>> start DATA FOR THE TASK

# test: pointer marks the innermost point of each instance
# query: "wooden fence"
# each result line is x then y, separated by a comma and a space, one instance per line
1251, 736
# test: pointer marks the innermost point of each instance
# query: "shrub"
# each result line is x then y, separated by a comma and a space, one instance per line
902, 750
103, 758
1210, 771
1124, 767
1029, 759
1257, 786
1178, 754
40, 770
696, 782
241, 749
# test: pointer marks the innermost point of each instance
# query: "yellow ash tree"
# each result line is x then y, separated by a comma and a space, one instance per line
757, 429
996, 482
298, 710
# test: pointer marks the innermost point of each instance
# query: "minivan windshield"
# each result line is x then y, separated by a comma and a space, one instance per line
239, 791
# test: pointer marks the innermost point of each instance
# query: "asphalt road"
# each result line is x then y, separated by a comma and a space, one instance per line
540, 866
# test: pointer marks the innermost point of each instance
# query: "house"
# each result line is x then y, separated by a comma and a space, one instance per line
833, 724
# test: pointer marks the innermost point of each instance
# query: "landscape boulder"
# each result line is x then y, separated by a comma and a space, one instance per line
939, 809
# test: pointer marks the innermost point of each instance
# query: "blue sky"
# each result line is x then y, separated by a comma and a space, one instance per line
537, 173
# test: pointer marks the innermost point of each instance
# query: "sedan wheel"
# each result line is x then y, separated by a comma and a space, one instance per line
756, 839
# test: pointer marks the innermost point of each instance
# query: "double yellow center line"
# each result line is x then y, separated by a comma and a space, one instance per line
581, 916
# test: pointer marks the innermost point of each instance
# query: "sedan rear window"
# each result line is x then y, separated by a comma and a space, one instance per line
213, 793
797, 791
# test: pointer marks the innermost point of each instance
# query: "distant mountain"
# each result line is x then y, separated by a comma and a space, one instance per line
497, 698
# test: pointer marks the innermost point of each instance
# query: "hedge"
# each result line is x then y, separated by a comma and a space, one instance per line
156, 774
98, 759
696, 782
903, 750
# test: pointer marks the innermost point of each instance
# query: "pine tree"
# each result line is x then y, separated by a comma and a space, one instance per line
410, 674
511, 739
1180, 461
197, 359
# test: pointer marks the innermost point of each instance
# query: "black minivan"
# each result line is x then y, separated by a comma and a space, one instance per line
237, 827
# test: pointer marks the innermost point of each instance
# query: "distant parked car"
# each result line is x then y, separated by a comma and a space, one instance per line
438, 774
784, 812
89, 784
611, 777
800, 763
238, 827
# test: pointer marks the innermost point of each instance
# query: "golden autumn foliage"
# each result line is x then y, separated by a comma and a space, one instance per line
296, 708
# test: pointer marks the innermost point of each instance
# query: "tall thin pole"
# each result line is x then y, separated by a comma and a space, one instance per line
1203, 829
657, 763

>> end DATA FOR THE TASK
>> start DATA FOR THE TASK

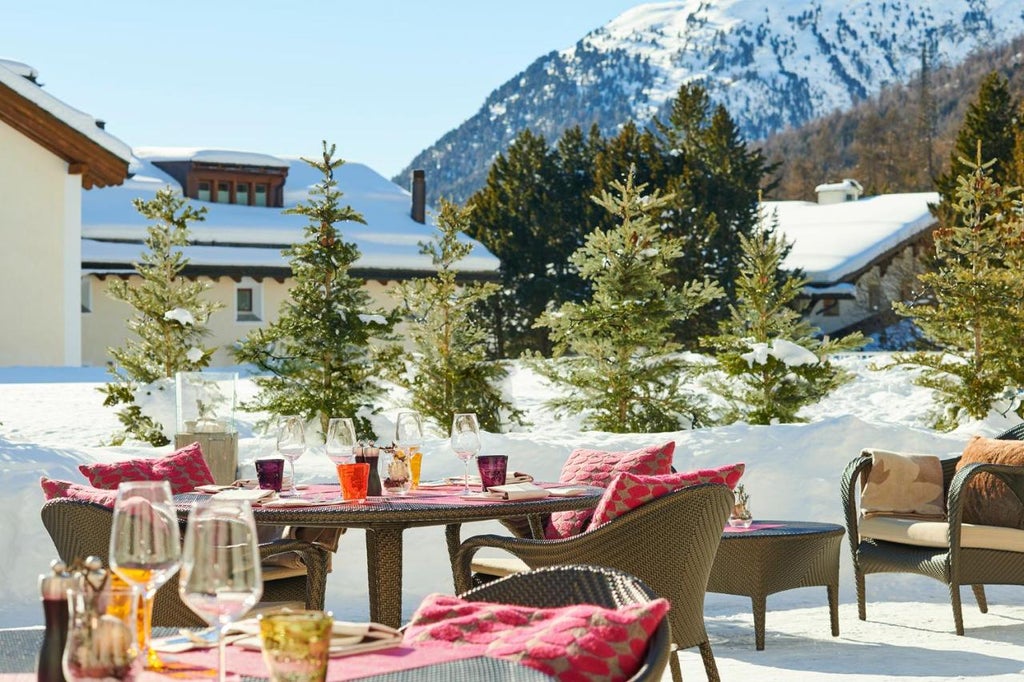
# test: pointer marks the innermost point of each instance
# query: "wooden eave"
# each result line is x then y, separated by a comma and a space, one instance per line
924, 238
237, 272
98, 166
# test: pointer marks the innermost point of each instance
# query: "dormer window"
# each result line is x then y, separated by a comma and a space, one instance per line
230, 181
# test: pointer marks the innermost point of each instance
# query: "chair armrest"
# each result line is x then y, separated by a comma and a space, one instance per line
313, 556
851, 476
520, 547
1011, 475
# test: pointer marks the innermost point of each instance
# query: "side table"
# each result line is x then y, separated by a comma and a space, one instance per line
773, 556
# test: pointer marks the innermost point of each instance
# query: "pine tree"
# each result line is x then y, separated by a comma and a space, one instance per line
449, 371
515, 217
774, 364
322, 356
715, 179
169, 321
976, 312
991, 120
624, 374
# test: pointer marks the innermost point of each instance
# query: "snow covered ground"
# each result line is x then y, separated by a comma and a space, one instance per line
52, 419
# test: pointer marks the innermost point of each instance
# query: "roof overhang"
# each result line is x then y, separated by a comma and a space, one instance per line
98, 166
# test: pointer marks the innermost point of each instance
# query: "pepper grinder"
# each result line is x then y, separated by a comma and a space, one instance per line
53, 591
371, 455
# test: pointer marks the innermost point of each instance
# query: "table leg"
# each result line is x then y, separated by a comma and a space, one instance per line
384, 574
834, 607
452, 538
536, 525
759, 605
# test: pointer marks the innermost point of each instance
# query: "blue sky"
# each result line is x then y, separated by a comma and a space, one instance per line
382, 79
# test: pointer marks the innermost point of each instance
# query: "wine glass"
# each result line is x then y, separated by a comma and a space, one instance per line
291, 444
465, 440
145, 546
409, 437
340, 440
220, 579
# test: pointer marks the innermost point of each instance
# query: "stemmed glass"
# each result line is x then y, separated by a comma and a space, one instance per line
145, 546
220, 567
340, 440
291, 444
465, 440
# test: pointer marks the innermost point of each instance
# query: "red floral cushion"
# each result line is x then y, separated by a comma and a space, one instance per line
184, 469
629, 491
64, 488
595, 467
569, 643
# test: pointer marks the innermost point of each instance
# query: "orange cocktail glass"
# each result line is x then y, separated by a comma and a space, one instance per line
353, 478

>> end DATA FOR THE TASK

**THE PROBLEM:** List every line of the material above that contains the string "sedan".

**SOLUTION TO THIS PROBLEM:**
# query: "sedan wheel"
# query: "sedan rear window"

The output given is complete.